Page excerpt
Introduction Coronary artery disease (CAD) remains the leading cause of morbidity and mortality worldwide1. Disability-adjusted life years (DALY) are high in part due to the years of life lost and early onset of disease. Multiple therapeutic interventions including lipid modifying drugs, aggressive blood pressure control, detection and treatment of diabetes and additional lifestyle measures reduce the risk of cardiovascular events in patients with established vascular disease2. Coronary artery calcification (CAC) is initiated and propagated by endothelial dysfunction and vascular inflammation. Thus, the presence of CAC confirms atherosclerotic vascular disease and increases patient risk of adverse cardiovascular events. When identified, primary preventative measures are indicated.
CAC can be detected incidentally on ungated CT chest scans but the finding is often not reported within the standard-of-care radiology report which is focused on the non-cardiac indication for the scan. We sought to retrospectively audit the prevalence of CAC on ungated CT chest imaging in our centre. We examined the patient demographics, history of known vascular disease and prescription of preventative therapies. We also examined the frequency of reporting of this finding.
Method We retrospectively reviewed 200 chest CT scans acquired in the Golden Jubilee National Hospital between 03/09/18 and 01/10/18. Scans were reviewed by two Clinical Teaching Fellows, assessing for CAC using an ordinal scoring method previously described3. The first 50 scans were reviewed by both readers to assess consistency of reporting. Verified radiology reports for each scan were reviewed to record if CAC had been documented.
Demographic information was collected from electronic patient records and the primary care emergency care summary was interrogated to ascertain if the patient was on antiplatelet, anticoagulant or statin therapy.

Recorded data
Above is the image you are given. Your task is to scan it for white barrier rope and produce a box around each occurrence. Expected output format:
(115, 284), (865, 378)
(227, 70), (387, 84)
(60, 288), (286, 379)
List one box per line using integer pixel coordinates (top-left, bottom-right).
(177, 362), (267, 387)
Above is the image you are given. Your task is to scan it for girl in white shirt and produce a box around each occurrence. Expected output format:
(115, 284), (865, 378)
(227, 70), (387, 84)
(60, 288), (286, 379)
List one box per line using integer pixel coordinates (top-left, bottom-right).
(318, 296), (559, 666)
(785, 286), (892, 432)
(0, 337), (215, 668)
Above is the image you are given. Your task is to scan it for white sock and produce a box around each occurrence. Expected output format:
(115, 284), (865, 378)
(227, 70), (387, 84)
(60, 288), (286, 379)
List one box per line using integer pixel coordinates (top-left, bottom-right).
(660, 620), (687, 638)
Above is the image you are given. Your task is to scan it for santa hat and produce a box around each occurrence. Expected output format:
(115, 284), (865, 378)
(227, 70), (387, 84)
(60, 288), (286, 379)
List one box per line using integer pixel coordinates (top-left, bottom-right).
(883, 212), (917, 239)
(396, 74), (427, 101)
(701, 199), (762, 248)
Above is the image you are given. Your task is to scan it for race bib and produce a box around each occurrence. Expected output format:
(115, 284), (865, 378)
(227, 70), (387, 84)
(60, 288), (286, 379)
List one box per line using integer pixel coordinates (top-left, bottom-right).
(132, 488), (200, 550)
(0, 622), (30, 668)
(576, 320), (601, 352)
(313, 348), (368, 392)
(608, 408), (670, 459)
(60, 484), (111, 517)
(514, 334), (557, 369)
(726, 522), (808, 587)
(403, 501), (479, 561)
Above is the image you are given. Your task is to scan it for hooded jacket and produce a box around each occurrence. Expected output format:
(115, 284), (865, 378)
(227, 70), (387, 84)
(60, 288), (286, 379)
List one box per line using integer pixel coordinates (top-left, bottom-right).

What to do
1. Answer these questions from the coronary calcification excerpt:
(a) How many chest CT scans were reviewed?
(b) Who reviewed the scans?
(c) What initiates and propagates coronary artery calcification?
2. Turn the paragraph of the coronary calcification excerpt that opens "CAC can be detected incidentally" into a short list that keeps its main facts.
The data has no role in this work.

Responses by task
1.
(a) 200
(b) Two Clinical Teaching Fellows
(c) Endothelial dysfunction and vascular inflammation

2.
- CAC can be found incidentally on ungated CT chest scans.
- The standard-of-care radiology report often leaves it out because it focuses on the non-cardiac reason for the scan.
- The audit looked back at how common CAC was on these scans at the centre.
- It examined patient demographics, known vascular disease and prescription of preventative therapies.
- It also examined how often the finding was reported.